__DOCUMENT PASSAGE__
---

Collecting information and defining scope are among the initial planning tasks in most of the projects, and they require feedback from the stakeholders. However, in many cases, the stakeholders are either unable to provide the required information, or they are resistant in doing so. As the remaining planning steps like Schedule, Cost, Quality, Resource, Communication, Risk, Procurement, and Stakeholder Management depend on the accuracy of Scope Management, they all will suffer, and so will Execution of the project as it is based on phony planning. There can be multiple reasons for this anomaly and some of them are mentioned below:

a.Lack of Knowledge

Be definition, a project has a unique outcome (result, product, report, etc). Hence knowledge about it is quite vague if not totally absent. Even in similar projects (like deploying 100 sites, when some sites were deployed earlier in another project), the stakeholders might have been transferred to other positions. As the current stakeholders may not have the required information, they will be unable to provide it.

b. Unwilling to take responsibility

Some stakeholders may resist to share the information, even if they have it, just because they don’t want to take its ownership. At the end of the project, if the outcome does not fulfil the long-term requirements, some blame may come to those stakeholders who provided initial information. In an ideal environment, the stakeholders should still provide the required information but in reality, they may think pessimistically and withhold the required information.

c. Desire to keep the requirements open-ended

In many cases, some stakeholders will like to have the option to go towards left or right. Means, that they want to keep the requirements open to interpretation so that whenever they want, they may add/change any requirement during implementation. It will have serious consequences for the project, as there will not be any end to the Change Requests, hence resulting in unnecessary delays and cost increases.

---

__DATA PROVIDED__
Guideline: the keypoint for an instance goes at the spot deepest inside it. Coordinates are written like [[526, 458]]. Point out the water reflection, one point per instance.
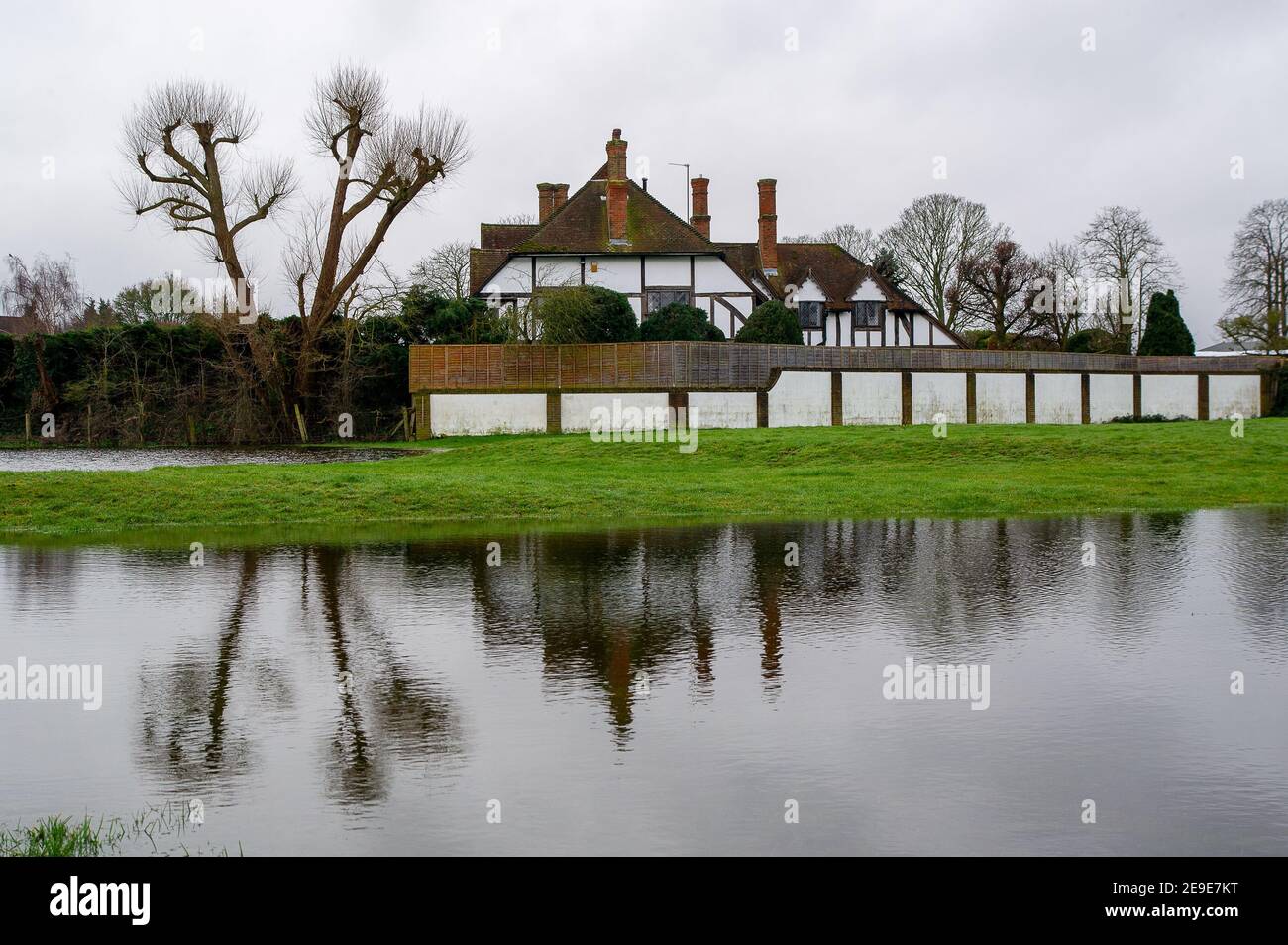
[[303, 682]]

---

__YOUR TASKS__
A. Reproduce the project scope passage word for word, starting with "Some stakeholders may" and going on through "the required information.".
B. Pick up the project scope passage after its final sentence and carry it on.
Nothing in the listing is needed here.

__OUTPUTS FOR THE TASKS__
A.
Some stakeholders may resist to share the information, even if they have it, just because they don’t want to take its ownership. At the end of the project, if the outcome does not fulfil the long-term requirements, some blame may come to those stakeholders who provided initial information. In an ideal environment, the stakeholders should still provide the required information but in reality, they may think pessimistically and withhold the required information.

B.
d. Inability to express

In some cases, the stakeholders do provide the required information but as it is subjective and as per their own thinking, they may be unable to express it properly in writing. So apparently, they are sharing the information, but in reality, it is wrong information and not what they actually desire/want. In such cases, it is the responsibility of the Project Manager to assess the actual requirements. Well known techniques like “Job Shadowing” and “Participant Observer” may be used in those cases.

e. Bad intent

In some cases, the stakeholders who are responsible to share the information, may, internally, resist the project (negative stakeholders). In such cases, they will not want to have a successful project and their effort will be to delay the project as much as possible, or have such an outcome out of it which will have least resistant to their ulterior motives.

Anyone who has tried to pull together a requirements specification knows how difficult the task is. When it comes to requirements elicitation having a highly skilled business analyst bridges this gap between the Project Manager and the Customer will ensure that the right requirements are captured and the system that the business actually wants is built. The following dilbert cartoon clearly represents this fact.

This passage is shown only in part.